The exercise: Without including any pictures, write out the listing below exactly.

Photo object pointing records
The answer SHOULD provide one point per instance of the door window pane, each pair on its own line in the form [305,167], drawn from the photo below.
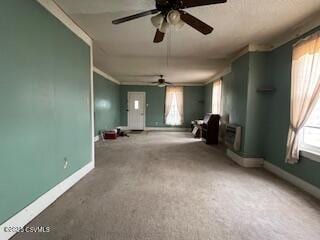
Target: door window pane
[136,105]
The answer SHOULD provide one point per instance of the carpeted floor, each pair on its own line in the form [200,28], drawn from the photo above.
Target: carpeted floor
[167,185]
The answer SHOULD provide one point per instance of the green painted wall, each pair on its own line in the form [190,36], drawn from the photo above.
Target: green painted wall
[265,116]
[155,100]
[257,101]
[44,102]
[208,98]
[278,119]
[106,104]
[235,94]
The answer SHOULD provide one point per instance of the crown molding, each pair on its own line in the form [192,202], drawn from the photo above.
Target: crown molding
[297,31]
[58,12]
[224,71]
[105,75]
[154,85]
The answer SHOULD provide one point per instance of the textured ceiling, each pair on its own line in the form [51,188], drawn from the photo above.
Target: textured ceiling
[127,52]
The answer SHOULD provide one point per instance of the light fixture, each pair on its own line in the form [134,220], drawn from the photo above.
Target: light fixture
[173,17]
[157,20]
[179,25]
[164,26]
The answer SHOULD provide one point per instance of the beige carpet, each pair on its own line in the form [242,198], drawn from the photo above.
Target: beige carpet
[167,185]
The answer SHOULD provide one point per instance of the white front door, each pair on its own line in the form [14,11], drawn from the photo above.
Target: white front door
[136,110]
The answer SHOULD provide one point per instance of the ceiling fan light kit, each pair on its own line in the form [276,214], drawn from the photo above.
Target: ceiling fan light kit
[171,13]
[157,20]
[173,17]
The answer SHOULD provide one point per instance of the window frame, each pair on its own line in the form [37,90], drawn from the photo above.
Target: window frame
[212,94]
[307,150]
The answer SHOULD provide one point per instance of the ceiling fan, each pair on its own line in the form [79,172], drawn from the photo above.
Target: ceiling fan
[170,12]
[161,82]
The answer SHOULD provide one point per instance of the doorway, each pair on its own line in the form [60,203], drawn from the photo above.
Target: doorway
[136,110]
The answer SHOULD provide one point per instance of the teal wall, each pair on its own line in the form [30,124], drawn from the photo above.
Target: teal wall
[106,104]
[257,101]
[278,117]
[208,98]
[235,94]
[155,100]
[44,102]
[265,116]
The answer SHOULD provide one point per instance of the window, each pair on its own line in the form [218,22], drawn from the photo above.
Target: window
[216,97]
[136,105]
[174,106]
[310,140]
[305,96]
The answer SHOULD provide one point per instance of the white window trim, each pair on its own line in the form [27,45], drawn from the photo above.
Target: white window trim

Final result:
The answer SHOULD provide one point per instance of the door window pane, each pair on its own line in the form [305,167], drawn from the photo below.
Target: door window pane
[136,105]
The answer SHOULD provide one point per instance of the carpeted floor, each pair on its own line in the form [200,28], drawn from the photo above.
Target: carpeted floor
[167,185]
The answer SHOULD provide one point per instance of the green painted wall, each pair on its own line in the form [190,36], drawn from the photo above.
Target: green painted wall
[265,116]
[155,100]
[257,101]
[44,102]
[208,98]
[278,119]
[106,104]
[235,94]
The answer SHOULD provide one point per instance of the crown molding, each pair on its own line in the form [192,202], drawn from the photo above.
Target: crown molding
[297,31]
[58,12]
[224,71]
[105,75]
[154,85]
The answer SHOULD provide one point per instance of the textured ceiling, each pair on its own line in the form [51,188], drawn from the photo above.
Target: textured ceiling
[127,52]
The answer SHOULD provide one point per instance of the light fixture, each pair on its own line in the form [134,220], drawn from the photo above.
Target: light fixture
[173,17]
[157,20]
[179,25]
[164,26]
The answer SHOULD provide one point per instance of the beige carpet, each pair on its own line in the form [242,198], drawn from the photo above.
Target: beige carpet
[167,185]
The answer SHOULD provide one point per instance of the white front door, each pair on its own line in the form [14,11], drawn from the photo above.
Target: white front door
[136,110]
The answer SHOULD provide one point per instance of the ceiling fan light kit, each pair on its own line in the form [276,214], drawn from the photo above.
Target: ceiling fan light kit
[171,13]
[157,20]
[173,17]
The answer SHOULD provide one point per instance of the window frame, each pair on its own line in the form [37,90], drawn from the photo above.
Target: window frame
[212,94]
[307,150]
The answer SHOULD provide one point per instance of the ceiling fan, each pair on its own line in the form [79,172], drawn from the photo above.
Target: ceiling fan
[170,12]
[161,82]
The answer SHOULD provide one point per instance of the doorway, each pair on its own line in the form [60,203], drawn from the photo above.
Target: doorway
[136,110]
The answer SHOULD provide one point per instance of the teal wall, each pair on its own line in the form [30,124], drawn from the photo above.
Target: teal wall
[106,104]
[257,101]
[278,117]
[208,98]
[235,94]
[155,100]
[44,102]
[265,116]
The answer SHOULD provide one point per instance of the window, each pair on its own line in the form [218,22], drawn from the photo above.
Target: window
[216,97]
[136,105]
[174,106]
[310,140]
[305,96]
The answer SHOULD provide one point per instance of the white window trim, each pair on its own line in the form [27,45], drawn from the photo above.
Target: white window trim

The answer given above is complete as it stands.